**Фрагмент:**
▼
В.П. – Помню этот эпизод. В пять утра раздался телефонный звонок. Поднимаю трубку: «Дежурный комитета госбезопасности такой-то. Ваш сотрудник сорвал флаг СССР…» Что за бред? Быстро оделся и выехал разбираться. Оказалось, что наш молодой корреспондент гулял с девушкой и решил произвести на нее впечатление: забрался на перила моста и выдернул из флагштока красное полотнище с молотом и серпом, начал им размахивать. Кто-то увидел и мгновенно донес в орган госбезопасности. Журналисту «шили» идеологическую диверсию, глумление над государственной символикой. Я, как редактор, на дыбы. Пригрозил, что поверну это дело по-другому – как шпиономанию, зайду в любые кабинеты (кстати, руководителем местного КГБ был бывший редактор «Рязанского комсомольца»). Времена-то на дворе стояли уже другие. Пообещал, что сам накажу ветреного сотрудника, объявлю выговор, лишу премии. В общем, инцидент замяли.
– Но он всё-таки был показательным. Не так вольготно жилось в те времена, как принято почему-то фантазировать сейчас. С избытком хватало и глупости, и авантюрных замашек…
В.П. – Доходило до курьёзов, до смешного. Как-то я задумал отрастить усы – моей жене это нравилось. И кольцо обручальное она просила меня носить. Появился во всей это красе в обкоме партии. Так вот мой непосредственный начальник, секретарь обкома партии по идеологии, прямо на меня набросился: «Ты с ума сошел! Ты же редактор, на тебя все смотрят. Ты что себе позволяешь! Немедленно сбрей усы и кольцо подальше спрячь». Так я остался без усов и кольца. Ну что, думаю, из-за таких мелочей на рожон лезть? Нужны поводы посерьёзнее, чтобы сдачи дать… Порой обком партии давал такие приказы, что всё во мне бунтовало. Когда умер Женя Маркин, мне позвонили из обкома партии и строго запретили ехать на похороны в Клетино. Запретили печатать некролог. Мы с ребятами посовещались и сделали вот что – я уехал в Клетино сразу на другой день после похорон, к свежей могиле пришел вместе с няней Жениной, помянул. А некролог вопреки обкомовскому окрику мы все-таки нашли возможность поместить. Кстати, единственные это сделали…
– Владимир Александрович, в те времена, ближе к середине 80-х, до вас уже долетал ветерок демократических изменений? Насколько сильным было предчувствие перемен?
▲
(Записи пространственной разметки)
▼
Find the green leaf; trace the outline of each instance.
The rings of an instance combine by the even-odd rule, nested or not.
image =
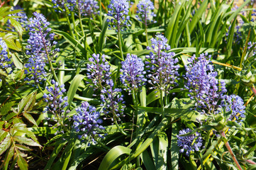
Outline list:
[[[15,101],[11,101],[11,102],[5,103],[0,108],[0,115],[6,115],[11,110],[11,108],[13,106],[14,103],[15,103]]]
[[[62,35],[64,37],[64,38],[68,42],[69,42],[69,44],[73,46],[73,47],[75,47],[77,50],[78,50],[79,52],[82,52],[83,55],[87,54],[87,51],[85,50],[84,47],[83,47],[81,45],[81,44],[79,42],[77,42],[75,39],[72,38],[68,33],[65,33],[64,31],[57,30],[52,30],[52,32],[57,34],[57,35]]]
[[[171,164],[172,169],[179,169],[179,147],[177,143],[178,129],[177,123],[172,124],[172,138],[171,138]]]
[[[26,126],[26,124],[23,124],[22,123],[18,123],[14,124],[13,128],[18,132],[25,133],[26,135],[27,135],[28,136],[31,137],[35,142],[38,143],[35,134],[33,132],[32,132],[31,131],[29,131],[28,129]]]
[[[28,106],[28,104],[30,104],[33,103],[33,100],[35,100],[35,98],[33,97],[35,94],[35,92],[31,93],[28,94],[27,96],[22,98],[22,100],[20,101],[20,103],[18,105],[18,114],[21,113],[23,108]],[[27,108],[27,107],[26,107]]]
[[[63,147],[66,144],[67,142],[67,141],[62,140],[62,141],[59,141],[56,143],[56,147],[54,148],[54,150],[53,150],[52,154],[50,155],[50,157],[49,158],[49,161],[47,162],[47,164],[44,169],[45,170],[50,169],[50,167],[51,167],[54,160],[55,159],[55,158],[58,155],[59,152],[63,148]]]
[[[147,150],[145,150],[140,154],[140,158],[143,160],[143,164],[146,167],[147,170],[156,169],[154,163]]]
[[[76,94],[78,86],[79,86],[81,81],[85,77],[85,76],[77,74],[76,75],[72,81],[71,82],[69,89],[67,91],[67,102],[69,103],[69,106],[66,107],[66,110],[69,108],[71,103],[73,101],[74,96]]]
[[[22,26],[20,23],[18,23],[17,21],[13,18],[9,18],[9,21],[11,21],[11,24],[15,28],[15,29],[17,30],[18,34],[20,35],[22,35],[22,33],[23,32],[23,30],[22,29]]]
[[[33,116],[30,114],[24,112],[23,115],[28,121],[30,121],[30,123],[32,123],[35,125],[38,126],[38,124],[36,123],[35,119],[33,118]]]
[[[112,148],[103,159],[99,170],[106,170],[110,168],[112,162],[119,156],[126,154],[130,154],[131,149],[123,146],[116,146]]]
[[[23,136],[14,136],[13,140],[20,143],[26,144],[32,147],[41,147],[41,145],[31,139]]]
[[[19,151],[18,149],[16,150],[16,157],[18,158],[17,159],[17,164],[18,167],[21,169],[21,170],[26,170],[28,169],[28,164],[27,163],[27,162],[25,160],[25,159],[22,157],[22,153],[21,151]]]
[[[0,144],[0,155],[1,155],[12,144],[11,138],[10,137],[6,137]]]
[[[6,155],[6,157],[4,158],[4,170],[7,170],[8,169],[8,165],[9,164],[9,162],[11,161],[11,158],[13,157],[14,155],[14,145],[12,145],[8,153]]]

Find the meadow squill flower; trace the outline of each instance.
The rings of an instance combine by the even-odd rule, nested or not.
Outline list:
[[[0,69],[5,72],[8,68],[11,68],[13,65],[13,63],[11,62],[11,57],[8,55],[7,50],[6,43],[0,38]]]
[[[187,81],[184,87],[189,90],[191,99],[196,101],[197,108],[206,109],[207,113],[216,113],[218,108],[221,107],[218,102],[227,90],[225,82],[216,78],[218,73],[211,64],[211,57],[206,53],[201,54],[197,59],[195,55],[188,59],[191,63],[185,66]],[[204,110],[201,111],[204,112]]]
[[[199,151],[201,147],[202,146],[203,140],[201,137],[201,134],[196,132],[195,134],[187,135],[187,136],[181,136],[182,135],[186,135],[190,132],[191,130],[189,128],[179,130],[179,135],[177,135],[177,144],[179,147],[182,147],[179,152],[183,153],[186,152],[186,155],[189,156],[191,152]]]
[[[77,0],[52,0],[53,4],[53,8],[55,8],[55,11],[62,13],[60,10],[57,8],[61,8],[63,11],[66,10],[74,11],[74,4],[76,3]]]
[[[231,115],[228,120],[235,121],[242,120],[241,118],[245,118],[245,106],[243,100],[237,95],[225,95],[221,101],[221,106],[226,108],[226,112],[231,111]]]
[[[121,65],[120,79],[129,94],[145,84],[147,79],[144,78],[144,63],[140,58],[135,55],[128,54],[126,60],[121,62]]]
[[[111,0],[108,5],[108,16],[111,16],[111,20],[108,19],[109,22],[109,28],[116,28],[116,32],[123,31],[121,28],[124,26],[130,26],[128,21],[130,16],[129,12],[129,1],[127,0]]]
[[[45,89],[49,94],[44,94],[43,96],[45,101],[48,103],[44,112],[53,114],[54,119],[57,119],[63,116],[64,108],[68,106],[67,97],[63,96],[63,93],[66,91],[64,84],[61,85],[60,88],[58,83],[55,80],[52,79],[51,83],[54,84],[54,86],[46,86]]]
[[[155,6],[150,0],[140,1],[137,5],[138,15],[136,17],[139,21],[142,21],[144,25],[147,26],[149,22],[154,22],[153,17],[156,16],[152,10]]]
[[[149,69],[148,81],[152,85],[151,89],[162,90],[166,93],[172,89],[173,84],[176,85],[176,80],[179,75],[178,69],[179,65],[177,64],[179,60],[174,58],[174,52],[167,52],[170,49],[167,44],[167,39],[163,35],[157,35],[156,38],[151,39],[151,47],[148,47],[148,50],[152,50],[149,55],[146,55],[146,67]]]
[[[28,50],[26,54],[30,56],[28,61],[25,64],[25,74],[30,77],[26,78],[26,80],[34,81],[35,84],[40,83],[45,79],[46,72],[45,64],[48,62],[48,57],[52,59],[57,51],[58,48],[52,50],[52,46],[57,44],[53,40],[54,33],[50,33],[51,28],[49,28],[50,23],[47,21],[45,16],[38,13],[33,13],[35,18],[29,18],[29,39],[28,45],[26,47]]]
[[[97,10],[99,8],[98,1],[95,0],[78,0],[75,6],[82,16],[89,17],[98,13]]]
[[[15,11],[15,10],[22,10],[22,11],[18,13],[10,14],[9,16],[14,16],[14,17],[18,16],[18,18],[13,17],[13,18],[15,19],[16,21],[18,21],[19,23],[21,23],[23,28],[26,28],[28,25],[27,14],[23,11],[23,8],[21,8],[21,6],[13,6],[13,8],[11,11]],[[11,25],[11,22],[9,20],[7,21],[7,26],[11,27],[14,30],[14,28]]]
[[[92,83],[96,89],[101,90],[104,83],[106,82],[106,80],[109,79],[111,74],[109,72],[110,65],[106,60],[104,55],[100,57],[99,55],[93,54],[89,61],[90,64],[87,64],[87,76],[89,81],[87,83]]]
[[[90,106],[88,102],[83,102],[81,106],[76,108],[77,113],[73,115],[74,128],[77,132],[82,133],[78,137],[87,137],[92,135],[92,141],[96,135],[102,137],[100,134],[97,134],[104,128],[100,124],[102,120],[99,118],[100,114],[96,110],[96,108]]]
[[[104,113],[110,116],[113,121],[121,120],[120,117],[123,116],[125,106],[123,105],[123,95],[121,94],[122,89],[114,89],[112,79],[106,81],[108,86],[101,90],[101,99],[104,104]],[[109,115],[112,114],[112,115]]]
▲
**Что требуется:**
1) Ответьте по фрагменту на вопросы:
(a) В котором часу раздался телефонный звонок от дежурного комитета госбезопасности?
(b) Кто был руководителем местного КГБ?
(c) Куда обком партии запретил ехать на похороны Жени Маркина?
2) Извлеките из записей все строки, где встречается слово «instance».

**Ответы к заданиям:**
1)
(a) В пять утра.
(b) Бывший редактор «Рязанского комсомольца».
(c) В Клетино.

2)
Find the green leaf; trace the outline of each instance.
The rings of an instance combine by the even-odd rule, nested or not.
Find the meadow squill flower; trace the outline of each instance.
The rings of an instance combine by the even-odd rule, nested or not.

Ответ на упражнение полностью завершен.